→ Description of the task
Convert the rows into a numbered list, beginning at the start of the rows and stopping after the line that contains "positive clicks: (676, 136)", with blank lines dropped. Leave the pictures out.
____
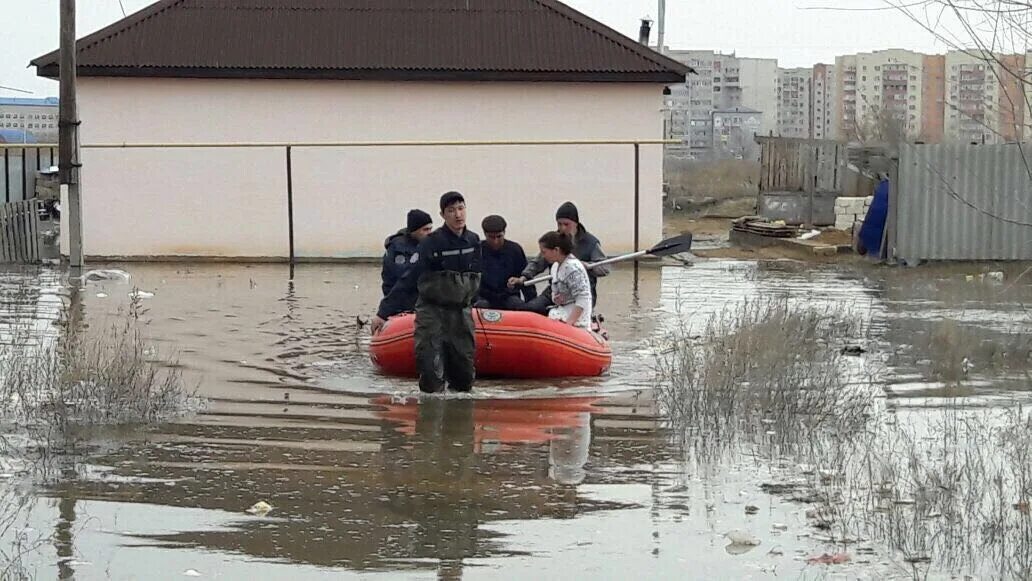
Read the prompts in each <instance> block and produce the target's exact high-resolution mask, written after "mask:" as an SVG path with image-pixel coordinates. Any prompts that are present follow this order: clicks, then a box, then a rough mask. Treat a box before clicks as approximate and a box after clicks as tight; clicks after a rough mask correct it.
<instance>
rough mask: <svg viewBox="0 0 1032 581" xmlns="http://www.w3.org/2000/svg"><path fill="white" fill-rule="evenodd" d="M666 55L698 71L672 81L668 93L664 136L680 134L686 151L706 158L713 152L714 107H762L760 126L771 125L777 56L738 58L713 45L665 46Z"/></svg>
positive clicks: (676, 136)
mask: <svg viewBox="0 0 1032 581" xmlns="http://www.w3.org/2000/svg"><path fill="white" fill-rule="evenodd" d="M667 56H668V57H671V58H673V59H674V60H677V61H679V62H681V63H683V64H685V65H688V66H690V67H692V68H694V69H696V71H697V72H698V74H694V75H689V76H688V77H687V79H686V83H685V84H684V86H683V89H681V88H679V86H674V87H671V88H670V89H671V94H670V95H669V96H668V107H669V111H670V119H671V122H670V124H669V126H670V128H671V134H670V135H669V136H670V138H673V139H681V140H682V142H683V143H684V147H686V148H687V152H686V154H687V155H690V156H694V157H696V158H700V159H705V158H707V157H712V156H713V155H714V154H715V151H714V150H713V143H714V141H715V140H714V137H715V134H714V129H713V112H714V111H717V110H723V109H734V108H735V107H746V108H753V109H756V110H760V111H767V112H764V114H763V117H762V119H761V128H760V130H759V132H764V133H766V132H768V131H774V130H776V128H777V104H778V102H777V61H776V60H774V59H747V58H739V57H736V56H735V55H733V54H732V55H725V54H721V53H716V52H713V51H667ZM675 120H676V121H675ZM678 130H679V131H681V132H680V133H677V132H676V131H678Z"/></svg>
____
→ Result of the task
1. Read the prompts in each <instance> block and produce the target's exact high-resolution mask, written after "mask:" as an SVG path with image-pixel coordinates. Any prompts that are present follow this order: clicks, then a box, then a rough mask. Treat a box before clicks as approximate and a box after clicks as tight; clicks after a rough mask correct it.
2. <instance>
3. rough mask: <svg viewBox="0 0 1032 581" xmlns="http://www.w3.org/2000/svg"><path fill="white" fill-rule="evenodd" d="M666 55L698 71L672 81L668 93L664 136L680 134L686 151L706 158L713 152L714 107H762L760 126L771 125L777 56L738 58L713 45L665 46Z"/></svg>
4. positive clicks: (676, 136)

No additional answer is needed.